INSTRUCTIONS TO FOLLOW: Copy every line of the listing below word for word, without changing anything.

INPUT DATA:
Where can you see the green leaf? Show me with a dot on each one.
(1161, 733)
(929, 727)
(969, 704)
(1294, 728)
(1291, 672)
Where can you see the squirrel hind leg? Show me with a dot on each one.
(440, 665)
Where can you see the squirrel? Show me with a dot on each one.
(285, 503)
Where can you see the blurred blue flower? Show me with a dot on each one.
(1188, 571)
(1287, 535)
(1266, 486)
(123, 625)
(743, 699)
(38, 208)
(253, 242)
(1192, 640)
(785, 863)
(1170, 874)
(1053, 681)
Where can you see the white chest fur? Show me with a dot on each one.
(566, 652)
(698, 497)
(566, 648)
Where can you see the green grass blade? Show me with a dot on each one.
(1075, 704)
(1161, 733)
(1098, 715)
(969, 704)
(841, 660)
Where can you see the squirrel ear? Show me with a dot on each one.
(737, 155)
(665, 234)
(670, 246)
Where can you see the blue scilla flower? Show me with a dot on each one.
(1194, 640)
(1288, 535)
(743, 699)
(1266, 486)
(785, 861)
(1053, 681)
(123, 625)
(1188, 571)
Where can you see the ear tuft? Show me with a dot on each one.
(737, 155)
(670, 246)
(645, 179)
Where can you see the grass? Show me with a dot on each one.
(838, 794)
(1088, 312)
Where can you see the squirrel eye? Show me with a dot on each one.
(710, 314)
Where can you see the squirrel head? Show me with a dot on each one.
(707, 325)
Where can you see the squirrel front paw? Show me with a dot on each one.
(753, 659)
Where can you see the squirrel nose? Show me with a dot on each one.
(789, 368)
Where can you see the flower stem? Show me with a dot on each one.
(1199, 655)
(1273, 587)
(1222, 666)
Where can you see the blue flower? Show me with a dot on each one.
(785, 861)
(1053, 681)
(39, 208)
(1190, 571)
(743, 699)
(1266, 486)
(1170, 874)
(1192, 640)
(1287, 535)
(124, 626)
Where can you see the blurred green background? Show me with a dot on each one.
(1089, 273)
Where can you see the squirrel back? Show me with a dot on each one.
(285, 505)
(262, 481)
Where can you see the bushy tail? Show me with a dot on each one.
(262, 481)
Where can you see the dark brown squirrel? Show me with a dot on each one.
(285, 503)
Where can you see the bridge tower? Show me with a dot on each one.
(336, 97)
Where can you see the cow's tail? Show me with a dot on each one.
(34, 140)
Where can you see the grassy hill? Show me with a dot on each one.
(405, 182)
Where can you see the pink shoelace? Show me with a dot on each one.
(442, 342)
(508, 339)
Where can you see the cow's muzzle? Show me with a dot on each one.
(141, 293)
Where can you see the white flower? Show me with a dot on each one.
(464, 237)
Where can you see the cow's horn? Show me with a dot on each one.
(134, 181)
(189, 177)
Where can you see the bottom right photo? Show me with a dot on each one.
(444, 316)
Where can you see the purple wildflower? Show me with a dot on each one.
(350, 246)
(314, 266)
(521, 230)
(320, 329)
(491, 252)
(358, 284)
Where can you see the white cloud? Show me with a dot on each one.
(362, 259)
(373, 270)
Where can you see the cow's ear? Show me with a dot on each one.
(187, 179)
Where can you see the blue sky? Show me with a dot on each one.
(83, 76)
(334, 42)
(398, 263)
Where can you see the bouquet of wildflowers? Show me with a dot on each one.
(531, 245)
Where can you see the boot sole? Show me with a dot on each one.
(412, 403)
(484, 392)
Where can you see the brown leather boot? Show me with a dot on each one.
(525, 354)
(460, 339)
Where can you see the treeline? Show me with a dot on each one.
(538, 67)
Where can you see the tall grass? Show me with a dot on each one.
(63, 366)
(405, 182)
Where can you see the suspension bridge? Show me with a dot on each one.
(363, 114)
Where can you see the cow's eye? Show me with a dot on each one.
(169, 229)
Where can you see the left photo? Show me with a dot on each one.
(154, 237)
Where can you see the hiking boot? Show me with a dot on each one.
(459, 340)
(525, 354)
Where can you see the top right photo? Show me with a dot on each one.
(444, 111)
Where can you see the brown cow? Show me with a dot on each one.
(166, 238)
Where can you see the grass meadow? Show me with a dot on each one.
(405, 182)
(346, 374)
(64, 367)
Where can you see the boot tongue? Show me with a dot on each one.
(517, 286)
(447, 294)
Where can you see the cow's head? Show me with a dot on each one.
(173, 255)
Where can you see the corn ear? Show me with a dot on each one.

ANSWER TO THIS EXERCISE:
Where can you see the green leaf? Show me with a dot on each one.
(1161, 733)
(929, 727)
(969, 704)
(1294, 728)
(1291, 672)
Where can you see the squirrel hind leg? Show me with a dot on each one.
(440, 665)
Where can you see the squirrel? Show me with a dot on each one.
(285, 503)
Where can you see the blurred blue flower? Show me with a dot on each one.
(1188, 571)
(1287, 535)
(1266, 486)
(123, 625)
(743, 699)
(38, 208)
(253, 242)
(1192, 640)
(785, 863)
(1170, 874)
(1053, 681)
Where can you see the white chest fur? Show me with a dot on each one.
(566, 652)
(698, 497)
(566, 648)
Where can you see the green grass blade? Show me with a dot on each one.
(1075, 704)
(1161, 733)
(1098, 715)
(969, 704)
(841, 660)
Where can you see the squirrel ear? Show me with a dot on each one.
(737, 155)
(665, 234)
(670, 246)
Where can you see the blue scilla flower? Show me with a dot on each one.
(1194, 640)
(1288, 535)
(743, 699)
(1266, 486)
(785, 861)
(1053, 681)
(123, 625)
(1188, 571)
Where can you see the ear tuft? Show me with a dot on each one.
(737, 155)
(670, 246)
(645, 179)
Where can you see the grass? Show me with a dot on each one.
(838, 794)
(1088, 312)
Where can you see the squirrel eye? Show me with a dot on each one.
(710, 314)
Where can you see the squirrel head? Show me with a dot on each one.
(707, 325)
Where can you see the squirrel front paw? Show me with a dot on each one.
(753, 659)
Where can you see the squirrel nose? Show me with a dot on each one.
(789, 368)
Where can you see the flower stem? Show me with a dot on each one.
(1199, 655)
(1273, 587)
(1222, 666)
Where can you see the blue flower? Show me with a dot on each one.
(785, 861)
(1053, 681)
(39, 208)
(1190, 571)
(743, 699)
(1266, 486)
(1170, 874)
(1192, 640)
(1287, 535)
(124, 626)
Where can you see the blurred green background? Show me with a dot on each one.
(1089, 273)
Where can you see the squirrel back? Show me with a dot on each one.
(285, 505)
(262, 481)
Where can you see the bushy tail? Show me with a dot on each one.
(262, 481)
Where can you see the dark brown squirrel? Show me with a dot on each one.
(285, 503)
Where can you see the bridge tower? Show me with a dot on each one.
(336, 97)
Where can you see the cow's tail? Show me with a dot on each one.
(34, 140)
Where can you see the grassy hill? Show me with a dot on each one.
(405, 182)
Where can you see the pink shoelace? Show me with a dot on each one.
(442, 342)
(508, 339)
Where can you see the cow's muzzle? Show me with a dot on each one.
(141, 293)
Where can you see the white flower? Show me with a dot on each one.
(464, 237)
Where can you see the cow's horn? Show me with a dot on each one.
(134, 181)
(189, 177)
Where can you see the bottom right photo? Show me with a dot on each one.
(444, 316)
Where can you see the purple wildflower? Show me with a dot on each one.
(350, 246)
(314, 266)
(521, 230)
(320, 329)
(491, 252)
(358, 284)
Where can you see the white cloud? Show me with a dot on each one.
(362, 259)
(373, 270)
Where can you see the cow's ear? Show me with a dot on each one.
(187, 179)
Where can you see the blue sky? Show me with a dot on each one.
(83, 76)
(334, 42)
(398, 263)
Where can you see the bouquet of wildflowers? Show me with a dot on each one.
(531, 245)
Where can you see the boot sole? Show me with a dot on each one.
(412, 403)
(484, 392)
Where can you see the brown leather boot? Show me with a dot on each one.
(525, 354)
(460, 339)
Where can you see the treeline? Show me with a dot on each one.
(538, 67)
Where can you see the tall grass? Show me with a dot on each one.
(63, 366)
(405, 182)
Where can you see the suspension bridge? Show me with a dot on each one.
(363, 114)
Where can you see the cow's eye? Show me with a dot on each one.
(169, 229)
Where can you see the left photo? Show me with a dot on each one.
(154, 237)
Where can you see the hiking boot? Show me with a dot on each one.
(459, 340)
(525, 354)
Where can you see the top right photo? Show me with a dot on each one.
(444, 111)
Where can you see the brown cow? Show me with a dot on each one.
(166, 238)
Where can you see the grass meadow? Show me with a dot on each one.
(405, 182)
(346, 374)
(64, 367)
Where can you see the boot tongue? Show me with a dot on each one.
(517, 286)
(447, 294)
Where can you see the cow's head? Show me with a dot on each one.
(173, 255)
Where can you see the corn ear? Show me with a dot on each one.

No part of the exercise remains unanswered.